- _Required task_: Arrange only the part of the records that opens with the line containing "surface, then give the position of each instance." and closes with the line containing "(620, 1021)" as a numbered list, omitting blank lines.

_ _ _ _ _

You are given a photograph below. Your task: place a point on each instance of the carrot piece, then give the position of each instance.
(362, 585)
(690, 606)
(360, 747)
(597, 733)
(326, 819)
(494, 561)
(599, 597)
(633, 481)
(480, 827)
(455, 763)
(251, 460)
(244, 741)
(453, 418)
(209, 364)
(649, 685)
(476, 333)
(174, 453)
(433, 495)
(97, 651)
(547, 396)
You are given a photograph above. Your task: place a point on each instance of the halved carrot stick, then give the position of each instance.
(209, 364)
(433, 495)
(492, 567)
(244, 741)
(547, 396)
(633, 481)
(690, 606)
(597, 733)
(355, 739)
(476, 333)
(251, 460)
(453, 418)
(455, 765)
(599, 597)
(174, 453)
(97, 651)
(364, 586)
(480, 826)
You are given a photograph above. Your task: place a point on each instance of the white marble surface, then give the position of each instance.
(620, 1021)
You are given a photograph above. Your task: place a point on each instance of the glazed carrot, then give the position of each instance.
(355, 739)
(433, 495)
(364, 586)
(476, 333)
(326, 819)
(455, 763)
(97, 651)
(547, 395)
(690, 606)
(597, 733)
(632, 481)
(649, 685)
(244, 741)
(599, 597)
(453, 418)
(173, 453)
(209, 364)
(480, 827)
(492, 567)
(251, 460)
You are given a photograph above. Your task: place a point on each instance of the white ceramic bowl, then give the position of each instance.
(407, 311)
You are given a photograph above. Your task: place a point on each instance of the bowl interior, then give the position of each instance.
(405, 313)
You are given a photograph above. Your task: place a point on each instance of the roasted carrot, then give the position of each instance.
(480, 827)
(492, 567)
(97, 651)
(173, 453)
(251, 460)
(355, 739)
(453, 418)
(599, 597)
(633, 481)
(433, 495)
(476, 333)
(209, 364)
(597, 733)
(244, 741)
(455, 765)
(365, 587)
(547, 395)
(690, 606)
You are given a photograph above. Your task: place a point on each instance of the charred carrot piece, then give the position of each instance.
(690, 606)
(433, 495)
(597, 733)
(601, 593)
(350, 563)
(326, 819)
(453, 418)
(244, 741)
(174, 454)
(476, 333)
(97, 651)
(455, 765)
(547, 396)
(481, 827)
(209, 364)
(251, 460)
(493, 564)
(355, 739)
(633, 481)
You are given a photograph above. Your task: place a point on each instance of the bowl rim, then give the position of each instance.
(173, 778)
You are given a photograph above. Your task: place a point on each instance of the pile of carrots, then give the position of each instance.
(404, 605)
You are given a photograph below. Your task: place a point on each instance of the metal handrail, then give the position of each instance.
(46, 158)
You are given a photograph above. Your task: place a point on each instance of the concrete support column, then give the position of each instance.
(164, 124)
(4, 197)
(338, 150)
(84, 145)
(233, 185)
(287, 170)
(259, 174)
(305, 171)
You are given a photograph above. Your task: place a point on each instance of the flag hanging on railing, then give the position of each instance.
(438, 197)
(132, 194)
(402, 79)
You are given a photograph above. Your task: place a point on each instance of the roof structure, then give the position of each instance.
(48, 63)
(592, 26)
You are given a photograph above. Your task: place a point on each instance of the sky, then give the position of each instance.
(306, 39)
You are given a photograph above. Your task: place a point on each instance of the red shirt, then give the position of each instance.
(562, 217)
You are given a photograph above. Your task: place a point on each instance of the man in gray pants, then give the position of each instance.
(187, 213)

_ _ _ _ _

- _Answer to this problem_:
1. You are given a photograph above. Your task: place a point on each instance of the white marble surface, then give the position of each instance.
2. (620, 1021)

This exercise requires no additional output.